:: OPDRACHT ::
Geef voor elk van de volgende beweringen over de uitspraak van de Rechtbank Rotterdam aan of ze klopt, met ja of nee en de doorslaggevende woorden letterlijk uit de uitspraak geciteerd. (a) Het onderzoek ter zitting vond plaats op 27 mei 2004. (b) Verzoekster maakte bij brief van 11 mei 2004 bezwaar tegen het besluit. (c) Het recht op loondoorbetaling van de werkneemster wordt verlengd tot en met 4 september 2004.
***** BRONTEKST *****
LJN-nummer: AQ4389 Zaaknr: 04/1400 VWAO
Bron: Rechtbank Rotterdam
Datum uitspraak: 25-06-2004
Datum publicatie: 21-07-2004
Soort zaak: bestuursrecht - bestuursrecht overig
Soort procedure: voorlopige voorzieningen
RECHTBANK TE ROTTERDAM
Voorzieningenrechter
Reg.nr.: VWAO 04/1400-ZWI
Uitspraak
naar aanleiding van het verzoek om voorlopige voorziening als bedoeld
in artikel 8:81 van de Algemene wet bestuursrecht in verband met de
procedure tussen
, gevestigd te Capelle aan den IJssel, verzoekster,
en
de Raad van Bestuur van het Uitvoeringsinstituut
werknemersverzekeringen, verweerder.
1. Ontstaan en loop van de procedure
Op 3 februari 2004 heeft verweerder een aanvraag van (hierna: de
werkneemster) om een uitkering ingevolge de Wet op de
arbeidsongeschiktheidsverzekering (hierna: WAO) ontvangen.
Bij besluit van 12 maart 2004 heeft verweerder verzoekster meegedeeld
dat het recht op loondoorbetaling van de werkneemster wordt verlengd
van 5 mei 2004 tot en met 4 september 2004, omdat de werkgever
verplichtingen in het kader van de reïntegratie van de werkneemster
niet is nagekomen, alsmede dat de aanvraag van verzoeksters
werkneemster gelijktijdig is afgewezen.
Tegen dit besluit (hierna: het bestreden besluit) heeft verzoekster
bij brief van 22 april 2004 bezwaar gemaakt.
Voorts heeft verzoekster bij brief van 11 mei 2004 verzocht een
voorlopige voorziening te treffen.
Het onderzoek ter zitting heeft plaatsgevonden op 27 mei 2004.
Verzoekster is verschenen. Verweerder heeft zich laten
vertegenwoordigen door mr. L.J.M.M. de Poel.
***** GETOONDE REGELS *****
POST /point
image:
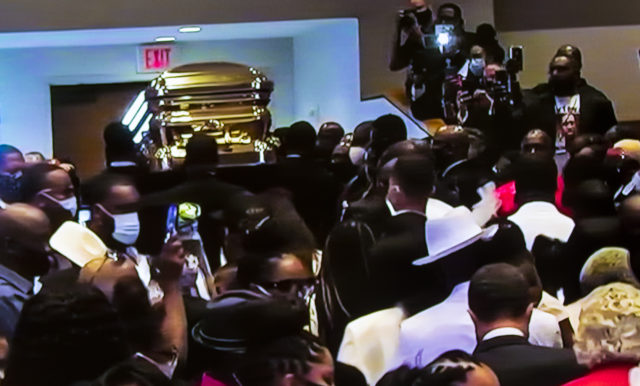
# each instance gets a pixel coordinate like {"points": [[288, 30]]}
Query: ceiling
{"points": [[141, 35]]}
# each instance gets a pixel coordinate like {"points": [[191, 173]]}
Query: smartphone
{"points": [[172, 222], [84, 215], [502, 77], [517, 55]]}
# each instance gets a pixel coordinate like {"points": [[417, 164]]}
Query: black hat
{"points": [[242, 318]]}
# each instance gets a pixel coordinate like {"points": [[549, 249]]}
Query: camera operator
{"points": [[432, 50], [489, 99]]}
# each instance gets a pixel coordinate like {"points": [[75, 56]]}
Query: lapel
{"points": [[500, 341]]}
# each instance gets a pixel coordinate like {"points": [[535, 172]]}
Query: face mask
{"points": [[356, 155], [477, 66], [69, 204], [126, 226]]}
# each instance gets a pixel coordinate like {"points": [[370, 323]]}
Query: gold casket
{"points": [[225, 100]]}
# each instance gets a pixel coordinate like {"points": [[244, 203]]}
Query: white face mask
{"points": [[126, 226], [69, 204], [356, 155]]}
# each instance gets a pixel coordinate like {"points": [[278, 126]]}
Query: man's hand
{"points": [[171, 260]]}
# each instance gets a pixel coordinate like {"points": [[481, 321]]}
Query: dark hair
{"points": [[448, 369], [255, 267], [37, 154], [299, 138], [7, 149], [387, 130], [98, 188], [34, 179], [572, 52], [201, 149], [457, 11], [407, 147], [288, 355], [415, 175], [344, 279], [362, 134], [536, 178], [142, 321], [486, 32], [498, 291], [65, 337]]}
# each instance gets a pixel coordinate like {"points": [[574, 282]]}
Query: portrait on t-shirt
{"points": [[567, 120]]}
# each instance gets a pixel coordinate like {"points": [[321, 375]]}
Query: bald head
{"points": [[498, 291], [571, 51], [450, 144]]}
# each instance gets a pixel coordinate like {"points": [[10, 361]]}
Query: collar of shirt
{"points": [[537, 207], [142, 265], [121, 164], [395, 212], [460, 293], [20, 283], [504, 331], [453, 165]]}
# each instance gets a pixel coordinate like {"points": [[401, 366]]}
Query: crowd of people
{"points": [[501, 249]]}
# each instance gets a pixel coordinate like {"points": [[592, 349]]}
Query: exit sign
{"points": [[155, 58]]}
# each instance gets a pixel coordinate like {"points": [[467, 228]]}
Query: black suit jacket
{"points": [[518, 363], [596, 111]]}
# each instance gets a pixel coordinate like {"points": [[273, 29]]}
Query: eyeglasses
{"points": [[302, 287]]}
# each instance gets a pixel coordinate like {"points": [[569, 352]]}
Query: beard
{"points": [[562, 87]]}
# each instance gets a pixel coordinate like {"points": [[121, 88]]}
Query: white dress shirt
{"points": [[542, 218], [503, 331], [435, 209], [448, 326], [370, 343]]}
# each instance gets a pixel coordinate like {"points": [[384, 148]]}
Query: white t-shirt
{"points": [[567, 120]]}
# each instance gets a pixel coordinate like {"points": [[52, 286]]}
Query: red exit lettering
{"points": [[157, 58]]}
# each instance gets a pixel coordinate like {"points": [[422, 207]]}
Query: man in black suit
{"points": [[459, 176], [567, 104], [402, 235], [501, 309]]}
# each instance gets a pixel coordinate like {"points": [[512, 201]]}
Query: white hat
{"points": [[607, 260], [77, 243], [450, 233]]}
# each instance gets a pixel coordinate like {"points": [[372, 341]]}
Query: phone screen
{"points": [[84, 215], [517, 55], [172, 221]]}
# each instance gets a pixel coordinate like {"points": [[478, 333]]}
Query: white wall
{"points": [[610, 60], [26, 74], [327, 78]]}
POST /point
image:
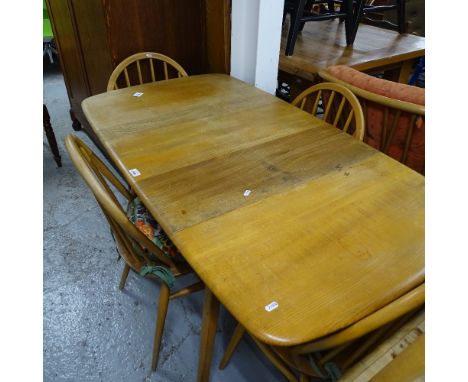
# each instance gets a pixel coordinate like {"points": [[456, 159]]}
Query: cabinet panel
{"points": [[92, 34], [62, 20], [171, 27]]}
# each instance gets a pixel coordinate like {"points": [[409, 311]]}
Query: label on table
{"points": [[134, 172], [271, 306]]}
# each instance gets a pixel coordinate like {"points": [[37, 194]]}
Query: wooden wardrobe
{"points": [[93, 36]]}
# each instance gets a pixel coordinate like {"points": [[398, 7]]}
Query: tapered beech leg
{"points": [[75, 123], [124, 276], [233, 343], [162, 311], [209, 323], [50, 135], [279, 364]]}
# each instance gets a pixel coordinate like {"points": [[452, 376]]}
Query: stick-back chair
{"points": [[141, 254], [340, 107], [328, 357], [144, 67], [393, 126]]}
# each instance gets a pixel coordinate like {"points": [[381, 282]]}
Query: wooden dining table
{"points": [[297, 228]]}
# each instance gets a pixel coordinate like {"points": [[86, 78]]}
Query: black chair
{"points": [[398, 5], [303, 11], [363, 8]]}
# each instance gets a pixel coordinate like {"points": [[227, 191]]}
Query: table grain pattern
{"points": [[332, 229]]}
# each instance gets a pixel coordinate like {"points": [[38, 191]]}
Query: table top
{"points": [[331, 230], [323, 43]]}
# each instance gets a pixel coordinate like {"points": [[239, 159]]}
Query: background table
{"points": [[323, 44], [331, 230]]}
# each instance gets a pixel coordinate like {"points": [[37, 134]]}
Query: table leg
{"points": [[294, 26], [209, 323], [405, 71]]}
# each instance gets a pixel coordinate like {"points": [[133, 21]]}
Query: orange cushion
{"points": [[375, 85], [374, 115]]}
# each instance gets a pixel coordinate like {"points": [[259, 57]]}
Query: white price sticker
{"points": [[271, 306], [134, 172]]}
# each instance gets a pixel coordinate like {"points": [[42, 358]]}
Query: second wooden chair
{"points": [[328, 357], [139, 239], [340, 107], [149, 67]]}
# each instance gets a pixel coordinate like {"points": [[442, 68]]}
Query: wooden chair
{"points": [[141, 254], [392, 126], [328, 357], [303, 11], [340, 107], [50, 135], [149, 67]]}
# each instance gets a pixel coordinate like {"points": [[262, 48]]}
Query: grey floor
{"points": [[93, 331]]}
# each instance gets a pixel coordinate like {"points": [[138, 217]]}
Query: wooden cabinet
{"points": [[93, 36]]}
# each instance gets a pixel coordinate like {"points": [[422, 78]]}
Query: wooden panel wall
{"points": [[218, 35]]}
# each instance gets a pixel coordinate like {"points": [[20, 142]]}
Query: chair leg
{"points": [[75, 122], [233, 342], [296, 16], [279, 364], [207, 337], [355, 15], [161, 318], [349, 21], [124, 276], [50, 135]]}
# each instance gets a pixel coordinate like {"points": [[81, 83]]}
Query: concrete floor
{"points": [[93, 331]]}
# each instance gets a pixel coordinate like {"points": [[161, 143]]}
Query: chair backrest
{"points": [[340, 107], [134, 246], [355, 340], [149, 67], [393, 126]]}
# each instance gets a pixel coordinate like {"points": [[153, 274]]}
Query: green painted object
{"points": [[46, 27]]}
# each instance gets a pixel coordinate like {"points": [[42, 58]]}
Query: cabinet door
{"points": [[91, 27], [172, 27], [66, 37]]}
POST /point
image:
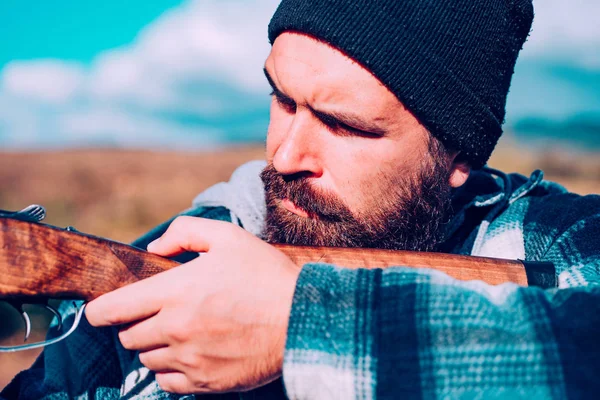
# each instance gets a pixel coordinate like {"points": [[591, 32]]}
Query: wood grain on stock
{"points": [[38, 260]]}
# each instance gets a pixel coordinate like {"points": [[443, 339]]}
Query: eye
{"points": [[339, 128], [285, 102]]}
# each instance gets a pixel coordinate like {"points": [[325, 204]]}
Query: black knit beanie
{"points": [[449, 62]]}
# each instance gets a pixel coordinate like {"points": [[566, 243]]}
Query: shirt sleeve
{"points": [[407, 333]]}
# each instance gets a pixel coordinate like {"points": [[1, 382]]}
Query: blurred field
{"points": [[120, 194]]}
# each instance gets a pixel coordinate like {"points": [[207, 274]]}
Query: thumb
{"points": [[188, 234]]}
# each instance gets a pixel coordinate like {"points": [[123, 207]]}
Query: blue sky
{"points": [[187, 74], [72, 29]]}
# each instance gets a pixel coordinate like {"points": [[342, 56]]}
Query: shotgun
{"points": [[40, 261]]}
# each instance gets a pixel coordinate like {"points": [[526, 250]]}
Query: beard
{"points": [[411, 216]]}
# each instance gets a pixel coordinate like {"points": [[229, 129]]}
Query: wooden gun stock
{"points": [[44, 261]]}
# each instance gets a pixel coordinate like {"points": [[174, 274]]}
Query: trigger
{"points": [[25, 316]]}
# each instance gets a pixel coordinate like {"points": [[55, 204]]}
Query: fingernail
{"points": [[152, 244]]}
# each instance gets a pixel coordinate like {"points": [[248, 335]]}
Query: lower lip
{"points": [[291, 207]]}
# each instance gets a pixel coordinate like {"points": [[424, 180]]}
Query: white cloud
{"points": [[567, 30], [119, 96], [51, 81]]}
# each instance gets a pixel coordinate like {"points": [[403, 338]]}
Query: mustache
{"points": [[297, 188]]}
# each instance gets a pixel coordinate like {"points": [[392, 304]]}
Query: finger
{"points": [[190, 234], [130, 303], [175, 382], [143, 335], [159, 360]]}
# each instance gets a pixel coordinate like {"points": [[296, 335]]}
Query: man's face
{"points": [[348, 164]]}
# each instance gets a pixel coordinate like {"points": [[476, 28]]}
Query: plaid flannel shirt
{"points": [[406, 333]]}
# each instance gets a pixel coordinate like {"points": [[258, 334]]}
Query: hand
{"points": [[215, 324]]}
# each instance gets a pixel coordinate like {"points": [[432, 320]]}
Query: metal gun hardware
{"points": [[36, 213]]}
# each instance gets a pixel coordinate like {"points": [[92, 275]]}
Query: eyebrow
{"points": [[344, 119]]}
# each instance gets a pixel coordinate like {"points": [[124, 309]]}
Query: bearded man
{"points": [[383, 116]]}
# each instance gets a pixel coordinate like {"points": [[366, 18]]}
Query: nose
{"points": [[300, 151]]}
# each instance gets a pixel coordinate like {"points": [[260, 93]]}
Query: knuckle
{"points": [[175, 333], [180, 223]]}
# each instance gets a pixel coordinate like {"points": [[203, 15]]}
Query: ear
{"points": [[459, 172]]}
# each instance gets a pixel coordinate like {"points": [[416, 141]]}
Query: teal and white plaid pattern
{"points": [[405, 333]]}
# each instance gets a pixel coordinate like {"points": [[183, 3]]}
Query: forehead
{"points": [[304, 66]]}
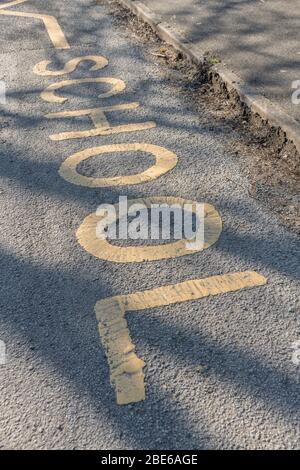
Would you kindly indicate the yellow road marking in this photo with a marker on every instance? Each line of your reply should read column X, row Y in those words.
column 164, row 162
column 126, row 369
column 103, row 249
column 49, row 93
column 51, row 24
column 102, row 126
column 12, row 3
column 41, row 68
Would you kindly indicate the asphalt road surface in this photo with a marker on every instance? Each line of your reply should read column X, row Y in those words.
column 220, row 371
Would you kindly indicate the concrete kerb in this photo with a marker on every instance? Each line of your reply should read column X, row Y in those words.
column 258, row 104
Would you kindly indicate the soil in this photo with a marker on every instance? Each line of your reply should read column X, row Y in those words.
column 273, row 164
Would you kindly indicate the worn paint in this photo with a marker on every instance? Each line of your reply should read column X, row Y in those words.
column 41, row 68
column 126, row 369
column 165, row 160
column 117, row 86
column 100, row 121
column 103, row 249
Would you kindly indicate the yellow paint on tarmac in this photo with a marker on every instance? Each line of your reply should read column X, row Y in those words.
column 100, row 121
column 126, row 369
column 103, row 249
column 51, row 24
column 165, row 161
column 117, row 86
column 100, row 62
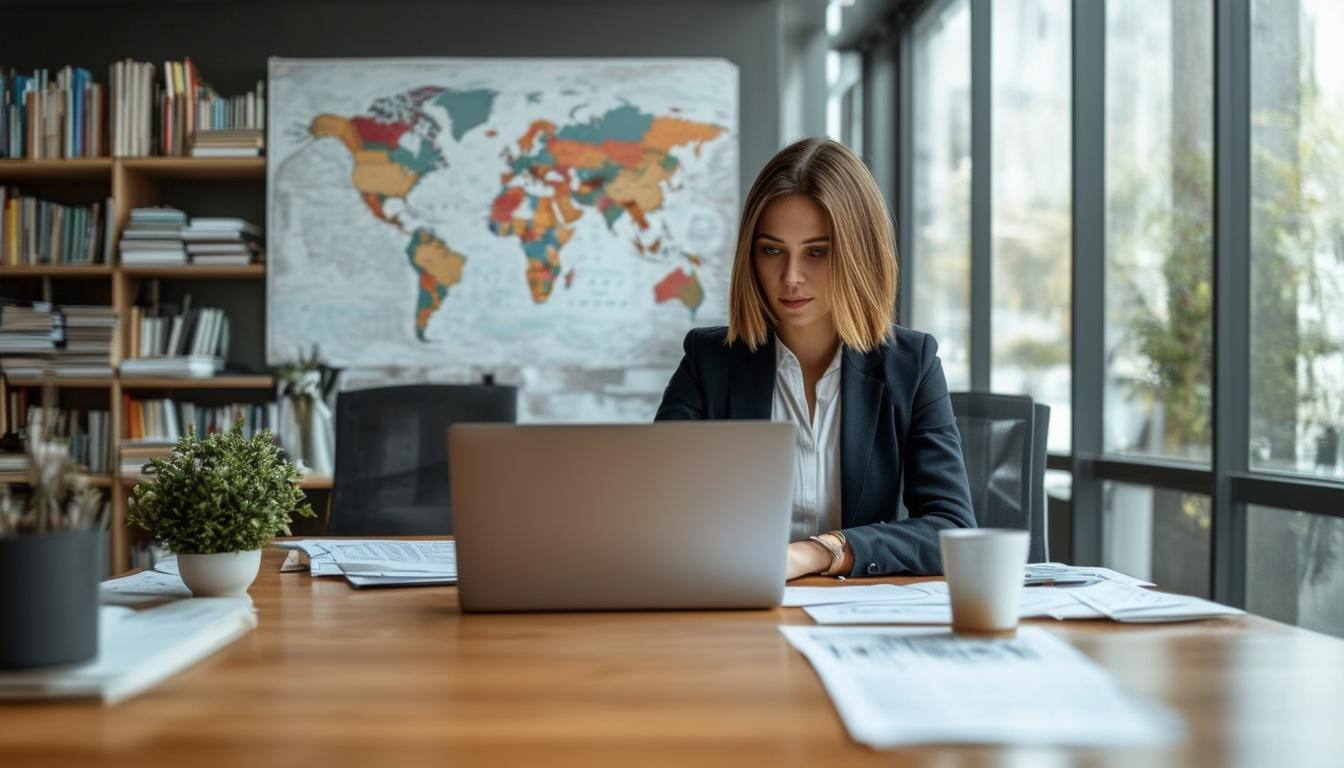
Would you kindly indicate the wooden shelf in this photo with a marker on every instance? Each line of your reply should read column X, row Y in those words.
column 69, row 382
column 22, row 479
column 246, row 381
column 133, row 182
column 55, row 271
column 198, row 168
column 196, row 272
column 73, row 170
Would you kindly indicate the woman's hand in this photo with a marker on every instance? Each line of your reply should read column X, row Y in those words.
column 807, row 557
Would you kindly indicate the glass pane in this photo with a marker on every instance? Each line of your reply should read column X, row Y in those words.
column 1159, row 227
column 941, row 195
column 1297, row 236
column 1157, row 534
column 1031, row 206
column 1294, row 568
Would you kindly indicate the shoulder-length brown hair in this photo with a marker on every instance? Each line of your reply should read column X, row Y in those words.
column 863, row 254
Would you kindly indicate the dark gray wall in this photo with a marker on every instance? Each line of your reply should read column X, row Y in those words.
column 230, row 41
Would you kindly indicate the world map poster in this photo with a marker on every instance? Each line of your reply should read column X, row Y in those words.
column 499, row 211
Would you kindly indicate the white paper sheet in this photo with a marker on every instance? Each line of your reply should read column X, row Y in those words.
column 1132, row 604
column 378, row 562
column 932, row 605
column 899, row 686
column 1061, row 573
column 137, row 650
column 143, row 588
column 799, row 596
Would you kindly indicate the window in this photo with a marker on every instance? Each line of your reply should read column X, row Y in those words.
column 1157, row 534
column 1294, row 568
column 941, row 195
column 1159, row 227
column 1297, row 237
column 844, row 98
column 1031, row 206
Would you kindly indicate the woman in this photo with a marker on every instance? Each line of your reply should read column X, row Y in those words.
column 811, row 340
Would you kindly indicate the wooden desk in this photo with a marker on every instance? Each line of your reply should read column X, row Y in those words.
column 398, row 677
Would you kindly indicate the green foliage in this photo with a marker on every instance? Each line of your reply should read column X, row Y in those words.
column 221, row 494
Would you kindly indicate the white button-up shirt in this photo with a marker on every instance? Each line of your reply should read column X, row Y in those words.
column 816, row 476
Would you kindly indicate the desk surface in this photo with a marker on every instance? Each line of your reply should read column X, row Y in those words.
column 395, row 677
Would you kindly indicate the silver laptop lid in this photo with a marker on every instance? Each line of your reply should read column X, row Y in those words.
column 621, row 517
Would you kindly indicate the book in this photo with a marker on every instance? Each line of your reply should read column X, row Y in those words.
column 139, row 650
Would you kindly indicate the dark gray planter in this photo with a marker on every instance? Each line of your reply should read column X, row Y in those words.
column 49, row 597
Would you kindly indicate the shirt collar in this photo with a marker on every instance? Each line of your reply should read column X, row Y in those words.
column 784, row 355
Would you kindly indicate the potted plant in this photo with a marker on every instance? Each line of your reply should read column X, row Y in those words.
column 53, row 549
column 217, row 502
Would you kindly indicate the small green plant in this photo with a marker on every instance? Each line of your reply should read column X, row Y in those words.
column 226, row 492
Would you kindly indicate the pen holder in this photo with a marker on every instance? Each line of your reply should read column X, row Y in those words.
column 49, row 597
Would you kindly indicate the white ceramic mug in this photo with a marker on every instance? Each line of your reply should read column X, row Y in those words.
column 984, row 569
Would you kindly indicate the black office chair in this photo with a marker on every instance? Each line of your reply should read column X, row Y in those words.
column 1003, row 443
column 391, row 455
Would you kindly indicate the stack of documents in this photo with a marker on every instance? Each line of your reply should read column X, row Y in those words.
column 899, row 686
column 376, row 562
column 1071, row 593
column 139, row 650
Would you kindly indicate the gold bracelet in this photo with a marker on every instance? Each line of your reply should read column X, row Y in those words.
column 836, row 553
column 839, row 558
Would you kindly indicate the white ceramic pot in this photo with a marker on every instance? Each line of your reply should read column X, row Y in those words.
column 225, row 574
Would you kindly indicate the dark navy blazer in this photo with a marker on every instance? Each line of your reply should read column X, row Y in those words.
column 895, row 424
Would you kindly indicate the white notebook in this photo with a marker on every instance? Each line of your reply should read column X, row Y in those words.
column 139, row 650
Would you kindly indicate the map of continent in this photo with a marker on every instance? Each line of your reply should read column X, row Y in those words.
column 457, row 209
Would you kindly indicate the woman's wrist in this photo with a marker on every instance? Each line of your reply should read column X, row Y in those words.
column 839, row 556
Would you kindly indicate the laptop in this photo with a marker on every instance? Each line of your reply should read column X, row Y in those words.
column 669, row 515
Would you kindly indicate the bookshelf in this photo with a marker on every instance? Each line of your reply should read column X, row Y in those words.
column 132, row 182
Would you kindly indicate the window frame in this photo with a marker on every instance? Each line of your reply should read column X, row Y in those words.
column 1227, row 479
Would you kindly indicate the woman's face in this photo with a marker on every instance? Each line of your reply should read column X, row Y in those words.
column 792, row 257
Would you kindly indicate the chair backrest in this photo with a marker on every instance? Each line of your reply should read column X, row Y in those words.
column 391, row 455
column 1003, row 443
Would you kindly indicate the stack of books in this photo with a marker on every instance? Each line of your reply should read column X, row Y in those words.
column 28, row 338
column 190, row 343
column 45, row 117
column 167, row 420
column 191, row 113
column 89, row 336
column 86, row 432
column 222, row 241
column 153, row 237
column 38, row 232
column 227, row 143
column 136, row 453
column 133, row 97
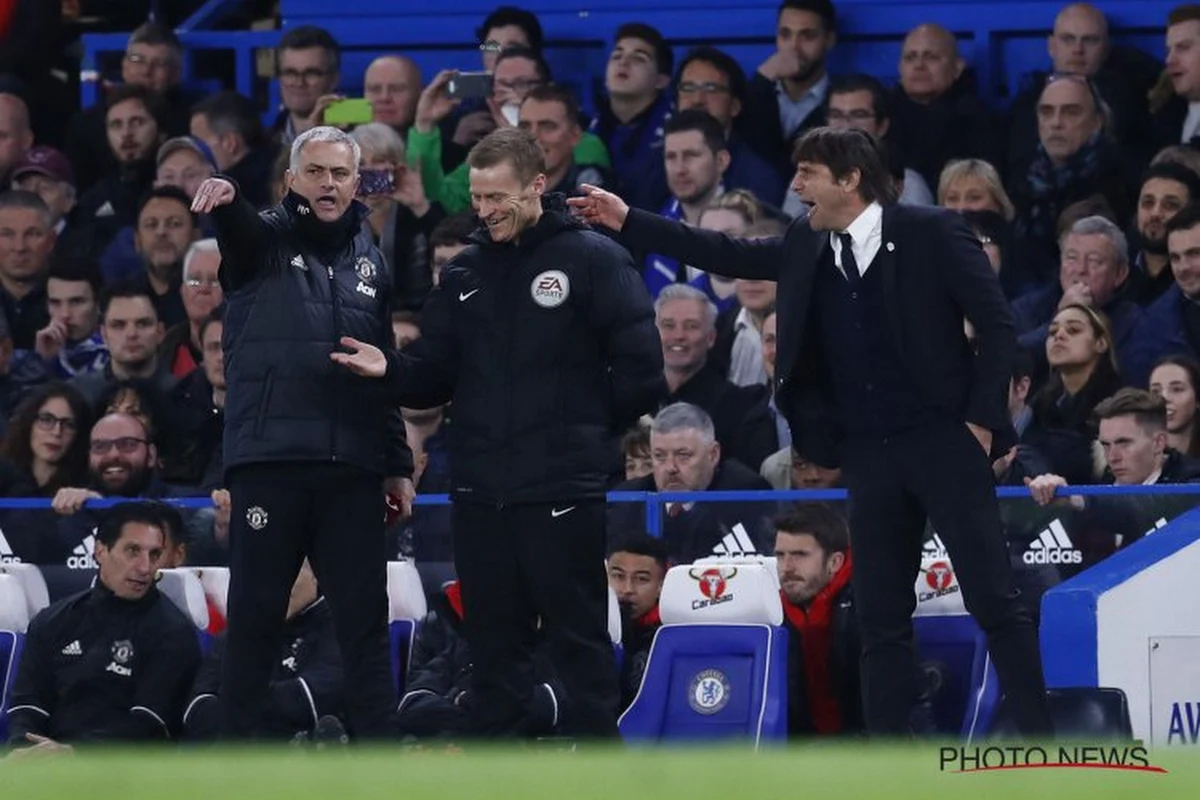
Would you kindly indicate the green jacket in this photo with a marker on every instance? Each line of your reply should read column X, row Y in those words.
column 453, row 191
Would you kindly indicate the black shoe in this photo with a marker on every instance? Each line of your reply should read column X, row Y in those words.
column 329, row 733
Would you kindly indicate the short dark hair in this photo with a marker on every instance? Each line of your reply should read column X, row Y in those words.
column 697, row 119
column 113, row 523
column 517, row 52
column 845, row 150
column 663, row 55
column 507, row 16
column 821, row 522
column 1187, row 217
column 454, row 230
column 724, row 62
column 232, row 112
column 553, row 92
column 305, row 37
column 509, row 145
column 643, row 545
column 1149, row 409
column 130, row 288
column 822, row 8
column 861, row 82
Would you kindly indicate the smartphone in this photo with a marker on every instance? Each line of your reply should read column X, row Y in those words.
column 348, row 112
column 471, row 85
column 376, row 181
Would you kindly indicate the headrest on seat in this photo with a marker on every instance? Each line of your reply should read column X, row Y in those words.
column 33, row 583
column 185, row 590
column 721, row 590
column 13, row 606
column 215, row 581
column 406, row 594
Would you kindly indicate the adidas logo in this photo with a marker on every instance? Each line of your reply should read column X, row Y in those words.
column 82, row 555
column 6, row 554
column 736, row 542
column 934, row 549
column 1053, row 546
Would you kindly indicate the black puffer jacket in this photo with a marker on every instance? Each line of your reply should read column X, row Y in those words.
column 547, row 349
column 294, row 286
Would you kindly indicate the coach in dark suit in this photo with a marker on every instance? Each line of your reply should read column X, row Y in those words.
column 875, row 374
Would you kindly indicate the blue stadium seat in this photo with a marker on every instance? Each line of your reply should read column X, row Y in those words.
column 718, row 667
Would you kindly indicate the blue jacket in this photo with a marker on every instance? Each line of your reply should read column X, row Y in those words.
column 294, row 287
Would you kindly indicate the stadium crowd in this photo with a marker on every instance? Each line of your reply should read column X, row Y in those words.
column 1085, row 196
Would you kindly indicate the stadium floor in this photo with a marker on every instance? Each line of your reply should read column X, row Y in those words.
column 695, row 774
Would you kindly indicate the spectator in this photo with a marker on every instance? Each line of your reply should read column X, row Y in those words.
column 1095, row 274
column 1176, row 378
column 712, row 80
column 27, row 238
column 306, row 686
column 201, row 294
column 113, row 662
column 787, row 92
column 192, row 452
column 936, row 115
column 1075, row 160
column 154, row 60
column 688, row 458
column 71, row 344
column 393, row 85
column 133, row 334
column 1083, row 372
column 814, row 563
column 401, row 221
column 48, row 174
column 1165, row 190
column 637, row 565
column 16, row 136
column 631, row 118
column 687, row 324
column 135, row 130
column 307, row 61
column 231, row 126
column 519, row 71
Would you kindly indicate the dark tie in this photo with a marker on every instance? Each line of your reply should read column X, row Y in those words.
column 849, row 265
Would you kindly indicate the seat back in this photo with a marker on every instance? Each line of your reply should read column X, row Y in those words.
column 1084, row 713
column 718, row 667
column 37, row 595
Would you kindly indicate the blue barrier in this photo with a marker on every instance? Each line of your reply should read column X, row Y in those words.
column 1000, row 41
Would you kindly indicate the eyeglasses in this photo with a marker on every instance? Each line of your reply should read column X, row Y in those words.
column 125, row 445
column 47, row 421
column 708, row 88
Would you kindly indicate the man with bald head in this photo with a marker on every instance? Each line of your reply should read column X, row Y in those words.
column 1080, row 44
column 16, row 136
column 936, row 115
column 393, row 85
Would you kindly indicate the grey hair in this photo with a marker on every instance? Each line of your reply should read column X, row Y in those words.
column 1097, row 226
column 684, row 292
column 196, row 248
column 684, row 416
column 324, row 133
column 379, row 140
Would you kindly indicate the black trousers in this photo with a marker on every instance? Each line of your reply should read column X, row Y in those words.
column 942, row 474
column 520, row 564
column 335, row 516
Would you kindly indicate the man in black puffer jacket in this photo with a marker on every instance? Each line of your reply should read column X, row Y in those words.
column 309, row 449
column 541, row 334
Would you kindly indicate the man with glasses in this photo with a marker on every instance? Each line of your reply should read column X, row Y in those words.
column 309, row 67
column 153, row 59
*****
:: EINDRESULTAAT ::
(a) Ja: "Het onderzoek ter zitting heeft plaatsgevonden op 27 mei 2004."
(b) Nee: "heeft verzoekster bij brief van 22 april 2004 bezwaar gemaakt."
(c) Ja: "van 5 mei 2004 tot en met 4 september 2004"